[proofplan]
View the inclusion $G \hookrightarrow \operatorname{GL}_n(\mathbb{C})$ as a complex representation of $G$ on $\mathbb{C}^n$ and apply Weyl's unitary trick to produce a $G$-invariant Hermitian inner product $\langle \cdot, \cdot \rangle$ on $\mathbb{C}^n$. Choose a basis orthonormal for $\langle \cdot, \cdot \rangle$ and let $P$ be the change-of-basis matrix from the standard basis to this basis. The dictionary identity $\langle x, y \rangle = (P^{-1}x,\, P^{-1}y)_0$, where $(\cdot, \cdot)_0$ is the standard Hermitian inner product, converts the $G$-invariance of $\langle \cdot, \cdot \rangle$ into the statement that $P^{-1}gP$ preserves $(\cdot, \cdot)_0$ for every $g \in G$, i.e., $P^{-1}GP \leq \operatorname{U}(n)$.
[/proofplan]
[step:Cast the inclusion $G \hookrightarrow \operatorname{GL}_n(\mathbb{C})$ as a representation on $\mathbb{C}^n$]
Let $G \leq \operatorname{GL}_n(\mathbb{C})$ be a finite subgroup. Define
\begin{align*}
\rho: G &\to \operatorname{GL}(\mathbb{C}^n) \\
g &\mapsto g,
\end{align*}
where the matrix $g \in \operatorname{GL}_n(\mathbb{C})$ is identified with the linear map $v \mapsto gv$ acting by matrix multiplication in the standard basis. Matrix multiplication respects products, so $\rho$ is a group homomorphism, hence a complex representation of $G$ on $\mathbb{C}^n$.
[/step]
[step:Apply Weyl's unitary trick to produce a $G$-invariant Hermitian inner product]
Since $G$ is finite, [Weyl's Unitary Trick](/theorems/2411) supplies a Hermitian inner product
\begin{align*}
\langle \cdot, \cdot \rangle: \mathbb{C}^n \times \mathbb{C}^n \to \mathbb{C}
\end{align*}
that is $G$-invariant: $\langle gv, gw \rangle = \langle v, w \rangle$ for all $g \in G$ and $v, w \in \mathbb{C}^n$.

* [JOB] Continue the proof that a finite matrix group can be conjugated into the unitary group, starting right after its last sentence.

* [EXTRACTED RECORDS]

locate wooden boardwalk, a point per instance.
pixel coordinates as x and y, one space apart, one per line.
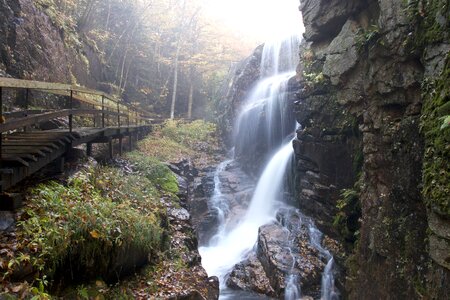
25 149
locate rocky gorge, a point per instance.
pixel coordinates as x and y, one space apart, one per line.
362 206
372 157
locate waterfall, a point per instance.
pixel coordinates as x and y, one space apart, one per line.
221 255
218 201
265 119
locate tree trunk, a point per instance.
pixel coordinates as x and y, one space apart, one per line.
177 55
191 94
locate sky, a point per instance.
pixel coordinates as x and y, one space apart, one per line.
259 20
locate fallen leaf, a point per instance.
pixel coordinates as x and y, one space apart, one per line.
94 233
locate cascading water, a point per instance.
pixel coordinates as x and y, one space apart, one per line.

* [REPLY TO THE EXERCISE]
[/step]
[step:Choose an orthonormal basis $(f_i)$ for $\langle \cdot, \cdot \rangle$ and form the change-of-basis matrix $P$]
By Gram–Schmidt orthogonalisation applied to the standard basis with respect to $\langle \cdot, \cdot \rangle$, there exists a basis $f_1, \dots, f_n$ of $\mathbb{C}^n$ orthonormal for $\langle \cdot, \cdot \rangle$:
\begin{align*}
\langle f_i, f_j \rangle = \delta_{ij}, \qquad 1 \leq i, j \leq n.
\end{align*}
Let $e_1, \dots, e_n$ be the standard basis. Define $P \in \operatorname{GL}_n(\mathbb{C})$ to be the unique matrix satisfying
\begin{align*}
Pe_i = f_i, \qquad 1 \leq i \leq n.
\end{align*}
Equivalently, $P^{-1}f_i = e_i$, and the $i$-th column of $P$ is the coordinate vector of $f_i$ in the standard basis.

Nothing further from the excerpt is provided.